%%

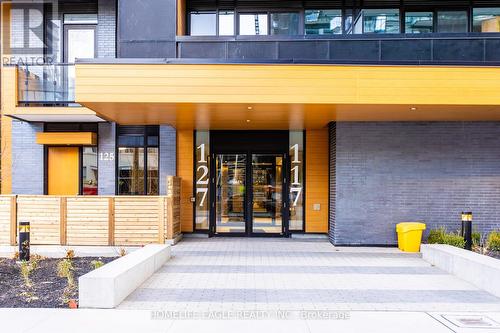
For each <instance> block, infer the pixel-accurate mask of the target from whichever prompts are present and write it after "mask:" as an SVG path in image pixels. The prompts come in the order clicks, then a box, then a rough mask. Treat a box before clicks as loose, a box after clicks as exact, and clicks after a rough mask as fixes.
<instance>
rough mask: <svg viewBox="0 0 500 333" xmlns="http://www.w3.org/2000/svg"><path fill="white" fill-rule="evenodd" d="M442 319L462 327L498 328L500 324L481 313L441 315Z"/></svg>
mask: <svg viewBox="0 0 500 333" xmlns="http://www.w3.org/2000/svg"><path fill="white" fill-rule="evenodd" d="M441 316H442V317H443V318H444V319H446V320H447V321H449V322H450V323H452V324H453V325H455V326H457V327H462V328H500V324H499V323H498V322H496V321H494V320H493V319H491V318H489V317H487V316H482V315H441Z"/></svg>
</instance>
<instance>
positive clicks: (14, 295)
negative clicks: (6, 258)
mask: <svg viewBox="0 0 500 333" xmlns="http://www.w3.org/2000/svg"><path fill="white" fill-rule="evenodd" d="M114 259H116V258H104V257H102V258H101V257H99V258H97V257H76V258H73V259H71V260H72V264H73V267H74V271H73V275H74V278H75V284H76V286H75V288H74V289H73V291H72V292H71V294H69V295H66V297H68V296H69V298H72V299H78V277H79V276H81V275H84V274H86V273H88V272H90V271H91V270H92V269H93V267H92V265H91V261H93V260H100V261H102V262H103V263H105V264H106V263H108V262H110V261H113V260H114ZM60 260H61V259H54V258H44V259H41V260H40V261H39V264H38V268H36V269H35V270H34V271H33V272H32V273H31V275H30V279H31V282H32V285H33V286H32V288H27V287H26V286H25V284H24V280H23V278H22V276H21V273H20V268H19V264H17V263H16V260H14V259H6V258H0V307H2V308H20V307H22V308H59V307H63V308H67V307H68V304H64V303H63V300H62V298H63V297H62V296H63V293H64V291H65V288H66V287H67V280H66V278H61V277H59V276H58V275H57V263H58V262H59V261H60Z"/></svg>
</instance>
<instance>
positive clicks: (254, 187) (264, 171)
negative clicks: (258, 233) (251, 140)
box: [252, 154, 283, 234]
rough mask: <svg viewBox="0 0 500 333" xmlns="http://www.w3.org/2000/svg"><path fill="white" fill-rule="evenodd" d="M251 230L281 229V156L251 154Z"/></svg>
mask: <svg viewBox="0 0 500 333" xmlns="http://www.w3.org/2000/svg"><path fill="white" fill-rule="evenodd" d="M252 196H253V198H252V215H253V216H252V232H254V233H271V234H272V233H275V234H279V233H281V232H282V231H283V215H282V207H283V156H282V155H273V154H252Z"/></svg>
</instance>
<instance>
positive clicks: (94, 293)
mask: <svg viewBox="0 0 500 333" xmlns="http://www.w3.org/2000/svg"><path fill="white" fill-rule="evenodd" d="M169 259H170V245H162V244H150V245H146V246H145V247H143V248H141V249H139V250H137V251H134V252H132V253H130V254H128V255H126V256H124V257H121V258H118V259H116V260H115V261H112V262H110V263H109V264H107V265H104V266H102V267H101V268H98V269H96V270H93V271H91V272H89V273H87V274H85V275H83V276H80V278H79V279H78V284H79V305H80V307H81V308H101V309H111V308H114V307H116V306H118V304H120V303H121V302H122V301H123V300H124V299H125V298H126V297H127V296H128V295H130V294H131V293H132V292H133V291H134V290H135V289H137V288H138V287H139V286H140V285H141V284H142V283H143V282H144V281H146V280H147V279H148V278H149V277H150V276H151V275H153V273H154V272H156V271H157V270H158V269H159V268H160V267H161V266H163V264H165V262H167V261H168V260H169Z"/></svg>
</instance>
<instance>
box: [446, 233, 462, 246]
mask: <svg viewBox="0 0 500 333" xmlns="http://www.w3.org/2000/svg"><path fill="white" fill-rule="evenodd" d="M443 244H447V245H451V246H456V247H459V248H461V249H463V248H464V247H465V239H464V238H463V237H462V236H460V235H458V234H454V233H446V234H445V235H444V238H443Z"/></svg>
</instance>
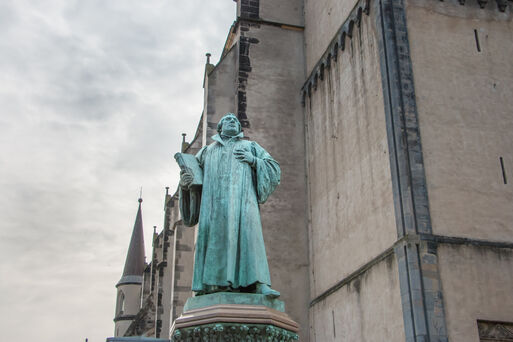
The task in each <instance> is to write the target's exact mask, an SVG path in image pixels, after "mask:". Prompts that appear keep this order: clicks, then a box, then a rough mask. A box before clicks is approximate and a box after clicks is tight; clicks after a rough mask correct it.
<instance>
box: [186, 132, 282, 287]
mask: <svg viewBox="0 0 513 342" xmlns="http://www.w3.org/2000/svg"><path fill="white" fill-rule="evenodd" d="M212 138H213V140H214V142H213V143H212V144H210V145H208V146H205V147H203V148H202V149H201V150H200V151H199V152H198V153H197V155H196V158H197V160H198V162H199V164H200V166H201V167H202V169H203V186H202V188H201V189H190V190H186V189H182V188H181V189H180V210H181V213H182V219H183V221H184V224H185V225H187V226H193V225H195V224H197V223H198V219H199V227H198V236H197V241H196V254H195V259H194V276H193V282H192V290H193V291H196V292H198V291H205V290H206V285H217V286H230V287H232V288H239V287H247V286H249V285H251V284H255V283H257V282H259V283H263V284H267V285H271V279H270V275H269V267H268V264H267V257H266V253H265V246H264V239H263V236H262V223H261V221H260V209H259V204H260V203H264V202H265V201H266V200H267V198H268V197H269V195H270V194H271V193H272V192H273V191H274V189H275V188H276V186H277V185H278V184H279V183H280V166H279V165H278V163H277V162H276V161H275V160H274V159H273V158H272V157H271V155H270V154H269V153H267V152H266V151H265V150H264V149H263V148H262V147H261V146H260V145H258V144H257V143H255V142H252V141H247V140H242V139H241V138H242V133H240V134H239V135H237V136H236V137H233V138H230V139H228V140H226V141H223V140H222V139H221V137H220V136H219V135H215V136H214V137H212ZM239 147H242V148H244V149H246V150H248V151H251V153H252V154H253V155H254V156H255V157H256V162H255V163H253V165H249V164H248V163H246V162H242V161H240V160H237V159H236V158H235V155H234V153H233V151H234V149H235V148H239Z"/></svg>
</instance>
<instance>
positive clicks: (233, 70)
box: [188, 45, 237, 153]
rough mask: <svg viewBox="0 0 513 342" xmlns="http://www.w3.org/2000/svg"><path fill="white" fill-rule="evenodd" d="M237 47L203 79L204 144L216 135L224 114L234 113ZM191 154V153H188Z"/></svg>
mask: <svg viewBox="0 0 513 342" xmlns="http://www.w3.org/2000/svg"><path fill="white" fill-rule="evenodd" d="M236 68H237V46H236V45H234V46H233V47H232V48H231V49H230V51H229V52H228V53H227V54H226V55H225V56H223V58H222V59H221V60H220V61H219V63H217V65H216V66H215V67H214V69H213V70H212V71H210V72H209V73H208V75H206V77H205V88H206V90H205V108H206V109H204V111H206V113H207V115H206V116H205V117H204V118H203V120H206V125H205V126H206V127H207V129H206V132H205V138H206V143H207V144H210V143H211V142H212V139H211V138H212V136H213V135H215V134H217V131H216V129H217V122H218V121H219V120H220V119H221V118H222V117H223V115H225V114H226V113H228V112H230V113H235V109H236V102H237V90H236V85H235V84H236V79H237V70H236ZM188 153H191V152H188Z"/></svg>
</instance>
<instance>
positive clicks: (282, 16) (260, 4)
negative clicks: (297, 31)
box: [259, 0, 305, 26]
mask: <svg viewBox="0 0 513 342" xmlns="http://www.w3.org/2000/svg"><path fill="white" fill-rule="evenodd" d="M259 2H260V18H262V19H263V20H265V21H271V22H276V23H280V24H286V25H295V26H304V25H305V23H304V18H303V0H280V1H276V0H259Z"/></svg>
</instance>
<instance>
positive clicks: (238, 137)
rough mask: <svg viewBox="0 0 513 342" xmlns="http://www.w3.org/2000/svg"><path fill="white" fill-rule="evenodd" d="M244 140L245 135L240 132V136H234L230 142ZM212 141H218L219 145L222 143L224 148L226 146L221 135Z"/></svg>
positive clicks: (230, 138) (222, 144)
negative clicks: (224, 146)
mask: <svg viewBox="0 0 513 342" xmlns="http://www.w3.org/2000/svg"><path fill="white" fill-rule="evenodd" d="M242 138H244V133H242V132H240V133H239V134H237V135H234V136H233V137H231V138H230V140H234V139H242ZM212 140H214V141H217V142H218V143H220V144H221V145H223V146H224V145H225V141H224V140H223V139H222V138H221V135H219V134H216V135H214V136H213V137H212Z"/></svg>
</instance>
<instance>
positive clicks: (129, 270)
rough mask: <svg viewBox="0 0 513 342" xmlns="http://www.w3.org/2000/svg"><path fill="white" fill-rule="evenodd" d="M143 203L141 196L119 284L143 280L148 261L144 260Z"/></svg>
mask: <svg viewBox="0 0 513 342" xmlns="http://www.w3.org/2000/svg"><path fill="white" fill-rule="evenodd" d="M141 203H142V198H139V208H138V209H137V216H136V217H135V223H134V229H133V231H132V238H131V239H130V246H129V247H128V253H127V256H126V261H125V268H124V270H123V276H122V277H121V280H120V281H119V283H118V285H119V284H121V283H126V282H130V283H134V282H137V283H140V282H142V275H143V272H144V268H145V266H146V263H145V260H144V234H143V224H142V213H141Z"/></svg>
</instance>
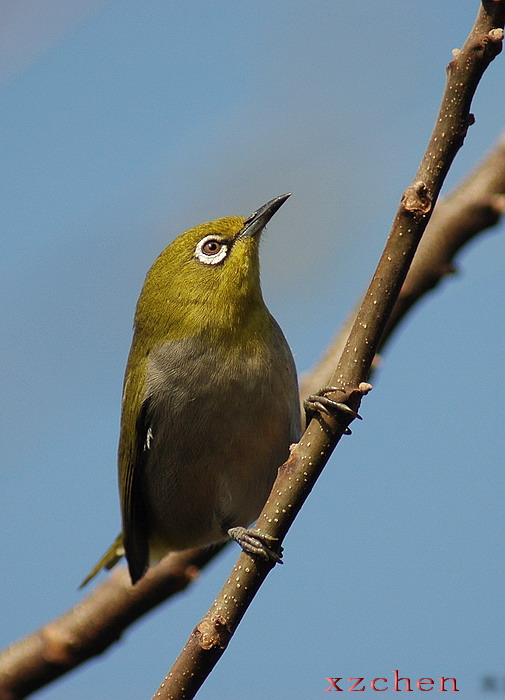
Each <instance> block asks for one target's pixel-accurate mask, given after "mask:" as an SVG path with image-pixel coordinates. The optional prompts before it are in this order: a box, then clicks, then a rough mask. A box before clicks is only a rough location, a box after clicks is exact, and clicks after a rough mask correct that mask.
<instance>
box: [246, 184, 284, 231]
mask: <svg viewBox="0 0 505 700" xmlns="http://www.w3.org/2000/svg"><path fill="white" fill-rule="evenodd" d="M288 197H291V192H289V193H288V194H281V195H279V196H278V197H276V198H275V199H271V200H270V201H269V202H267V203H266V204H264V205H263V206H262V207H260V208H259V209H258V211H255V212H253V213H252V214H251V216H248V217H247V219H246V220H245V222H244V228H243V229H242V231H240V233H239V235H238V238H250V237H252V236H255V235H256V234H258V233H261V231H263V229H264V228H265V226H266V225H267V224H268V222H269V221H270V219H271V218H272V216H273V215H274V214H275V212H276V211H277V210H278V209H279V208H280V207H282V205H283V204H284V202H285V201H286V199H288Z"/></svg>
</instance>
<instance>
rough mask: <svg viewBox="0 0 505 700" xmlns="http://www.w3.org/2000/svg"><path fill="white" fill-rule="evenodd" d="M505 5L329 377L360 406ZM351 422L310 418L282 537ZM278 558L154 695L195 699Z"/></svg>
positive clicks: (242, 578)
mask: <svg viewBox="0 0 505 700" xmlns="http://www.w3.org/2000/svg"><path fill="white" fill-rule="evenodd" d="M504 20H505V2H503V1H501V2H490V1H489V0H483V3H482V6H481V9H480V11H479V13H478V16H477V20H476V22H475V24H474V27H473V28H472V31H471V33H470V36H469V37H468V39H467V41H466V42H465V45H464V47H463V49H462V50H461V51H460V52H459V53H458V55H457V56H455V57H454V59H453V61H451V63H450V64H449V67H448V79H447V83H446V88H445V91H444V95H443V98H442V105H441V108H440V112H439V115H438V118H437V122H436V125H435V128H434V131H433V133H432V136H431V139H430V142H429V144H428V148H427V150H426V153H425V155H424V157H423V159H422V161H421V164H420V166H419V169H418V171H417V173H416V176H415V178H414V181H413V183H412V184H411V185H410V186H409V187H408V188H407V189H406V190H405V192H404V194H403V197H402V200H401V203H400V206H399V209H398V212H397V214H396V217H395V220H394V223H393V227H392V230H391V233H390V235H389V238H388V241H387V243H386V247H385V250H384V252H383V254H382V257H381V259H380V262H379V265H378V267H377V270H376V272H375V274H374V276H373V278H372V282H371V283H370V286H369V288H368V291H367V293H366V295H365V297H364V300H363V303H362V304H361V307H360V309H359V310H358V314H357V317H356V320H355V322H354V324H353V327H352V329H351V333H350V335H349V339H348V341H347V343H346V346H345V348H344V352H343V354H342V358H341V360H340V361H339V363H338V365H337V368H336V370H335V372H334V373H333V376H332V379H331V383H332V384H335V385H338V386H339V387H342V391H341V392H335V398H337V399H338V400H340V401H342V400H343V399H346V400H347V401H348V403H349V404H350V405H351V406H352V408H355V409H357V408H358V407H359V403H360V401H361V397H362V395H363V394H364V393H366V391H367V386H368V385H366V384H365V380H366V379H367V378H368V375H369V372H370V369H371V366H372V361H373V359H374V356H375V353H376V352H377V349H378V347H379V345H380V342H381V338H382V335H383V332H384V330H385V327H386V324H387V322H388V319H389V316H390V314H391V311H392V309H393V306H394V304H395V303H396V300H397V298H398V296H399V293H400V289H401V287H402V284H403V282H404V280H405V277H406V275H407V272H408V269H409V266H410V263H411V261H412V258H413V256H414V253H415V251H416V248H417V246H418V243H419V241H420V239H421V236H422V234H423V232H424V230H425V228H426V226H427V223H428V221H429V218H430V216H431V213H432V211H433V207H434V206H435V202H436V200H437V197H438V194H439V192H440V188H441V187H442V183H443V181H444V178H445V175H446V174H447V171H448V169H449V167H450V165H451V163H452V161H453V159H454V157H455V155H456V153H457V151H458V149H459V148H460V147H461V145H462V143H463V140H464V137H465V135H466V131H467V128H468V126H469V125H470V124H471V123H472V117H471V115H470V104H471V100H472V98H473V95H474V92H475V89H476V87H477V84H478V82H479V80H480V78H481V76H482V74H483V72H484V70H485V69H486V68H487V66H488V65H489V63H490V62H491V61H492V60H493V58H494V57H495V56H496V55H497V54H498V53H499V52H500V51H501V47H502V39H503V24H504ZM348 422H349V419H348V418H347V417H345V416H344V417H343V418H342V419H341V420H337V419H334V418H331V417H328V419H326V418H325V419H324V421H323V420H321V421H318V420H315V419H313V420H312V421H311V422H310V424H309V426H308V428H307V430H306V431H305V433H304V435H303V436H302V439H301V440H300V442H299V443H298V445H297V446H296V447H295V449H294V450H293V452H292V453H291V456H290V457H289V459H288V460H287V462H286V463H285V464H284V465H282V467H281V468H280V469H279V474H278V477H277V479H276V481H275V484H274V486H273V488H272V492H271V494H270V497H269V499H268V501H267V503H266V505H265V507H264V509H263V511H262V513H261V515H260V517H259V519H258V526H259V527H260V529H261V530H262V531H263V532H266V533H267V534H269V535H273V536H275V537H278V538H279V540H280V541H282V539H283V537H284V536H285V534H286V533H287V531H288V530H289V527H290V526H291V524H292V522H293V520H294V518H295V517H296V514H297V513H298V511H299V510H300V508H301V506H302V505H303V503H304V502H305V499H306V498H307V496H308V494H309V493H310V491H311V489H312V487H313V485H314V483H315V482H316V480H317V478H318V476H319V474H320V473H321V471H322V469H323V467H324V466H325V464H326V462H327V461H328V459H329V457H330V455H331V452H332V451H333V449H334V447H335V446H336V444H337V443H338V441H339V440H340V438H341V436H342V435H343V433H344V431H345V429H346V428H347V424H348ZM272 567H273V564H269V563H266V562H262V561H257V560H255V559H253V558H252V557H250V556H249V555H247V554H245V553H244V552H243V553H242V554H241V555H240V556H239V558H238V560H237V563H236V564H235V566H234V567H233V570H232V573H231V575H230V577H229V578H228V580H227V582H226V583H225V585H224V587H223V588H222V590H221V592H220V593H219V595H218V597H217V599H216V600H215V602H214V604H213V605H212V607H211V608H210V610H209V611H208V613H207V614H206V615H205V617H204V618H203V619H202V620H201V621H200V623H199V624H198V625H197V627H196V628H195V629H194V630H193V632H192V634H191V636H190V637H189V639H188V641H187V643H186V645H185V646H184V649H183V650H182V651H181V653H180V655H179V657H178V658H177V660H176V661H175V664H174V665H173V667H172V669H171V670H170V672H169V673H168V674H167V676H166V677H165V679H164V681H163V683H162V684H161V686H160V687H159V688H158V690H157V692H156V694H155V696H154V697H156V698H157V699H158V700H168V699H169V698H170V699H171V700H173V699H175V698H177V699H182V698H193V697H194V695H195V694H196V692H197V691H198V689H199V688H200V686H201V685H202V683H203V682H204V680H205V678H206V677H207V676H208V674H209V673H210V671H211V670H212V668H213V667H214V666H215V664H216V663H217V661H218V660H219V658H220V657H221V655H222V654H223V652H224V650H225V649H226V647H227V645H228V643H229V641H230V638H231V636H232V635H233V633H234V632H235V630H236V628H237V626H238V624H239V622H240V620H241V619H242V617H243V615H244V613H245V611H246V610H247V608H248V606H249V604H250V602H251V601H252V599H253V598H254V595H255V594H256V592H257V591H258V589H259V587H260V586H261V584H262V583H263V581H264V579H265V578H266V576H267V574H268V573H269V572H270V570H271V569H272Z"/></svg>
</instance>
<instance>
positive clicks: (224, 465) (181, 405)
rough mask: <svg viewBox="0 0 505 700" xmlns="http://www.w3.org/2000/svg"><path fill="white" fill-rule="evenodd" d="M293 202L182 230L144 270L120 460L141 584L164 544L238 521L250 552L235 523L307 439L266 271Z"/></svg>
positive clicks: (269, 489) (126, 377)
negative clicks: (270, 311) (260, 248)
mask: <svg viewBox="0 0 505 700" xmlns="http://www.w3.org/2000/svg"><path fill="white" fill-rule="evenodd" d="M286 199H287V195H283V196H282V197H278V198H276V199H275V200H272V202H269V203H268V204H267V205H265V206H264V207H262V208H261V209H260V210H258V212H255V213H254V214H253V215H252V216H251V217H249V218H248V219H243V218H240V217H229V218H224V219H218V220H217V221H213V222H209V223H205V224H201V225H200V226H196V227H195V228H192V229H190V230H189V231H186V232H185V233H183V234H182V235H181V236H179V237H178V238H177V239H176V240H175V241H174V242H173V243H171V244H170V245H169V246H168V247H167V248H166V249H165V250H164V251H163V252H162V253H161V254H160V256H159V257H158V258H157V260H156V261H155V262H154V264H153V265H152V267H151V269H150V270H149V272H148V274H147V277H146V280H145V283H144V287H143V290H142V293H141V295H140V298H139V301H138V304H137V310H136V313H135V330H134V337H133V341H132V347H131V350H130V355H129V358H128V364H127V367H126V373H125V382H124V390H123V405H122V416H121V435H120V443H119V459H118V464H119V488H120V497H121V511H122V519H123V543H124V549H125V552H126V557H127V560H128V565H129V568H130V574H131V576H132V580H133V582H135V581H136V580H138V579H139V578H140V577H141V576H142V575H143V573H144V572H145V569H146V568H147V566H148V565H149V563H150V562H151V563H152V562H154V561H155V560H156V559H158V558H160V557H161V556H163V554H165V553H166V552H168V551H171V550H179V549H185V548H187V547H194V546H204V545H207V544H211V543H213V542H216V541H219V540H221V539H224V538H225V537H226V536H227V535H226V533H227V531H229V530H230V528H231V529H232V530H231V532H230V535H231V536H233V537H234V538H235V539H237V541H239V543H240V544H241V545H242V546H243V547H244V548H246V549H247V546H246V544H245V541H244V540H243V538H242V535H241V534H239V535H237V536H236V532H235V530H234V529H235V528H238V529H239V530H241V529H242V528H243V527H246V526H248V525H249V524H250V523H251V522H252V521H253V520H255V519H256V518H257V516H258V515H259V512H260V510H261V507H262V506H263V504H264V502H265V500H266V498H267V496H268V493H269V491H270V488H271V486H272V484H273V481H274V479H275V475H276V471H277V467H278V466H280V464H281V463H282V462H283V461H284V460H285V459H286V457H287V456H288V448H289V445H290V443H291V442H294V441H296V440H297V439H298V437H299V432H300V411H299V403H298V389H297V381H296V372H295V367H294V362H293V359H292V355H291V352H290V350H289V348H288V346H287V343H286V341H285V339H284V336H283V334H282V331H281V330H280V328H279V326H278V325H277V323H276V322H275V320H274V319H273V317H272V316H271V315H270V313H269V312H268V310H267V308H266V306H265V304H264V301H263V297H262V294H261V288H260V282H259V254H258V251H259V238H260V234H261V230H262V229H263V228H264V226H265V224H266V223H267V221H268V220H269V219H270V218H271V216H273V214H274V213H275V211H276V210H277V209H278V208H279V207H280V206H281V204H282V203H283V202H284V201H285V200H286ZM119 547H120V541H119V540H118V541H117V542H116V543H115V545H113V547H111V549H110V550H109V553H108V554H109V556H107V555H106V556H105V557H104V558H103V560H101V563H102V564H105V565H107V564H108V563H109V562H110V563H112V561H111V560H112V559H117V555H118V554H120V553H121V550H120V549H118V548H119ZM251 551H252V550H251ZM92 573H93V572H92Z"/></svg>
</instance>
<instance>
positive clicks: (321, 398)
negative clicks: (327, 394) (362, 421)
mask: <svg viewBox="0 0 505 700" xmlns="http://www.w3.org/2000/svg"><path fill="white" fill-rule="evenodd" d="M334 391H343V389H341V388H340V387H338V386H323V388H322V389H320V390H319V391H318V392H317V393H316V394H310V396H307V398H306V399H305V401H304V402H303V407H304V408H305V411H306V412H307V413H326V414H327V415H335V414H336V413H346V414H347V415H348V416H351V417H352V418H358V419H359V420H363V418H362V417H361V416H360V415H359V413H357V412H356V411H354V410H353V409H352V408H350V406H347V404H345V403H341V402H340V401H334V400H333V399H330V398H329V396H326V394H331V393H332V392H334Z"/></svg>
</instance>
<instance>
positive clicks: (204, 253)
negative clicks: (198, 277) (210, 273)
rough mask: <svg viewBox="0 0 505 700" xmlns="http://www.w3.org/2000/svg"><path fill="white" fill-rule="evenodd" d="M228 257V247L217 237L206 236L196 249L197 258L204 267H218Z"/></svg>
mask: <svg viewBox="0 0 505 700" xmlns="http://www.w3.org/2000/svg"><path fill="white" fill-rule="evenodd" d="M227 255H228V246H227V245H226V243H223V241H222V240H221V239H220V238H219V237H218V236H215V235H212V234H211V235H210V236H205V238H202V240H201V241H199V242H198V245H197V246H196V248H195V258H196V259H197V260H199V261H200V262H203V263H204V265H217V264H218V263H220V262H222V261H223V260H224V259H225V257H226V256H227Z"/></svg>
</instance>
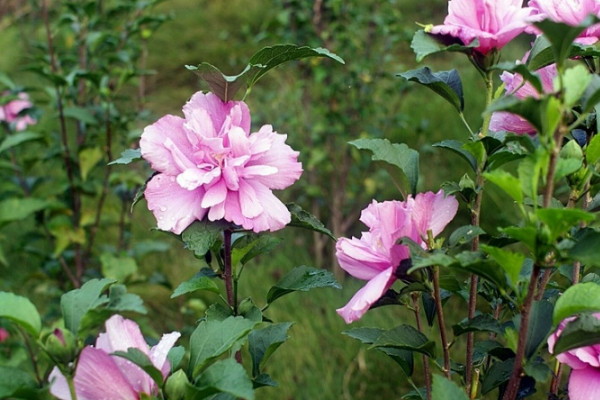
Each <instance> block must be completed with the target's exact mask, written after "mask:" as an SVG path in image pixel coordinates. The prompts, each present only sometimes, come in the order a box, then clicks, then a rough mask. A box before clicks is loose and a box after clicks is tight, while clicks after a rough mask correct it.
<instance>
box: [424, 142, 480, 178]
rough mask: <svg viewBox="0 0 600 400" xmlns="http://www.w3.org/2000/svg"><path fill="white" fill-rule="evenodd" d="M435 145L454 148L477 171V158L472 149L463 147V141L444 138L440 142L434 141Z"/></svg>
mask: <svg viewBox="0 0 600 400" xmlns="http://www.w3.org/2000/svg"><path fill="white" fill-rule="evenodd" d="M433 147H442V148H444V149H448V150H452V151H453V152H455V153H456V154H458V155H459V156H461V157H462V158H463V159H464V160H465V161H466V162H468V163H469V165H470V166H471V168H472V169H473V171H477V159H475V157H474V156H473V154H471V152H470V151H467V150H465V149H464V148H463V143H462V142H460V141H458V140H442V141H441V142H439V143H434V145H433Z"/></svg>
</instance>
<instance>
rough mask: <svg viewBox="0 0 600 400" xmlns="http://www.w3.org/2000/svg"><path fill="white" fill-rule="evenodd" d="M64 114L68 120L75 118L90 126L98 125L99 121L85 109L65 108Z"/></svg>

%%

**TASK TO CARRY OUT**.
Print exactly the lines running from the start of the entries above to the line with "positive clicks: (14, 295)", both included; leave out any pictures.

**ANSWER TO THE PROBLEM**.
For each <instance> block, infer the pixel-accurate mask of the target from whichever prompts are present and write it after "mask:" as an SVG path in image pixels. The prompts come in the order clicks, then a box, then a rough mask. Treat a box before clicks as loose, a box after clicks as exact, and clicks after a rough mask as fixes.
<instance>
rough mask: <svg viewBox="0 0 500 333" xmlns="http://www.w3.org/2000/svg"><path fill="white" fill-rule="evenodd" d="M442 319L462 327L498 328L500 324L481 313L441 315Z"/></svg>
mask: <svg viewBox="0 0 500 333" xmlns="http://www.w3.org/2000/svg"><path fill="white" fill-rule="evenodd" d="M441 316H442V317H443V318H444V319H446V320H447V321H449V322H450V323H452V324H453V325H455V326H457V327H462V328H500V324H499V323H498V322H496V321H494V320H493V319H491V318H489V317H487V316H482V315H441Z"/></svg>
</instance>
<instance>
positive clicks: (14, 295)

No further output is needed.